* Written request A: Extract every line of the entries below that contains the string "white".

* Document extract:

--

When the Great Depression came in 1929, Americans were ready to take unprecedented steps to boost the economy. Many were dismayed that male breadwinners could not find jobs, which undoubtedly led to support for work restrictions on non-breadwinners. Furthermore, the Supreme Court had by then ruled that the federal government had the authority to regulate interstate commerce. The 1938 Fair Labor Standards Act prohibited children under 18 from working dangerous jobs and children under 16 from working during school hours.

The persistence of child labor

In the following decades in industrialized countries, higher wages and higher standards of living allowed most parents to leave their children in school longer. Today, child labor is most prevalent in less developed nations.

--

* Some records:
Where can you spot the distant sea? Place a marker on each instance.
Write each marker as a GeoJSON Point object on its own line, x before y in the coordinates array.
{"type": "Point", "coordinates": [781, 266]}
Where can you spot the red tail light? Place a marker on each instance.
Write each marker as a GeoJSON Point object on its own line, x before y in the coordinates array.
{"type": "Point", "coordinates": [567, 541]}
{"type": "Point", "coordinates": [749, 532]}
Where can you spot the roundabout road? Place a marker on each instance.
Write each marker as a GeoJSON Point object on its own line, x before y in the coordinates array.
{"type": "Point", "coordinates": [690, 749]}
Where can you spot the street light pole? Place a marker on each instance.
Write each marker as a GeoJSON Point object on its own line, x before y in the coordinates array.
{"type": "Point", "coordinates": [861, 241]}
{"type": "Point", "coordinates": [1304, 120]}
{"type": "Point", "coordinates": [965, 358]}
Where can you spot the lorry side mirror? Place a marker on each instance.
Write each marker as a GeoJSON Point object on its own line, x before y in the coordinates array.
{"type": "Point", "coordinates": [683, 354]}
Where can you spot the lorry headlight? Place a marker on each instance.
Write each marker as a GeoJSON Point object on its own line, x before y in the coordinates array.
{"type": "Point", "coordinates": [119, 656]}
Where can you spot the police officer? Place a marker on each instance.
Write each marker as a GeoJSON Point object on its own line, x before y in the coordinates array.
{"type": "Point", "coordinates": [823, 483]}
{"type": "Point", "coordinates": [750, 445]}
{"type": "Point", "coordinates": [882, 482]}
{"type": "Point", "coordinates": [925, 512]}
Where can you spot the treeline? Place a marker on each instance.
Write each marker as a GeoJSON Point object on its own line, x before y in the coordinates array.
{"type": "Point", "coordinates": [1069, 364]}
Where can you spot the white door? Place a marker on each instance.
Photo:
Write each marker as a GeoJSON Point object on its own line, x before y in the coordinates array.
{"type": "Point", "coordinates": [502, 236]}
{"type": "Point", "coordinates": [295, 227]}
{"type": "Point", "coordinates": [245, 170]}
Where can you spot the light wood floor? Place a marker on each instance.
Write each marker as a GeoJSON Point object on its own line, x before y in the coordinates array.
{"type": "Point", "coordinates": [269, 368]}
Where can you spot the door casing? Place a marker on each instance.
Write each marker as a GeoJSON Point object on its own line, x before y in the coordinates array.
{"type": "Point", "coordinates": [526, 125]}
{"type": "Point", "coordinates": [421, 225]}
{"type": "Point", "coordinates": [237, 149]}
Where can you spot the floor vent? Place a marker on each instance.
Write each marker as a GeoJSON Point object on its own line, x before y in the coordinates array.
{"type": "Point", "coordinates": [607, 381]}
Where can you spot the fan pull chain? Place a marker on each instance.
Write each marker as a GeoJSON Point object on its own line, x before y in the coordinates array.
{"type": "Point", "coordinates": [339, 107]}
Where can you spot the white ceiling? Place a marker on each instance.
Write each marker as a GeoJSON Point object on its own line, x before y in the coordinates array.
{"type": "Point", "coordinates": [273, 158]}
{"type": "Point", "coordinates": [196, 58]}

--

* Written request B: Condense the paragraph of the child labor passage beginning "When the Great Depression came in 1929" into a short bulleted list that keeps its main facts.

* Correct result A:
Where can you spot the white door? Place a marker on each instance.
Where can you spot the white ceiling? Place a marker on each instance.

* Correct result B:
- The Great Depression came in 1929, and Americans were ready to take unprecedented steps to boost the economy.
- Dismay that male breadwinners could not find jobs led to support for work restrictions on non-breadwinners.
- The Supreme Court had ruled that the federal government had the authority to regulate interstate commerce.
- The 1938 Fair Labor Standards Act barred children under 18 from dangerous jobs and children under 16 from working during school hours.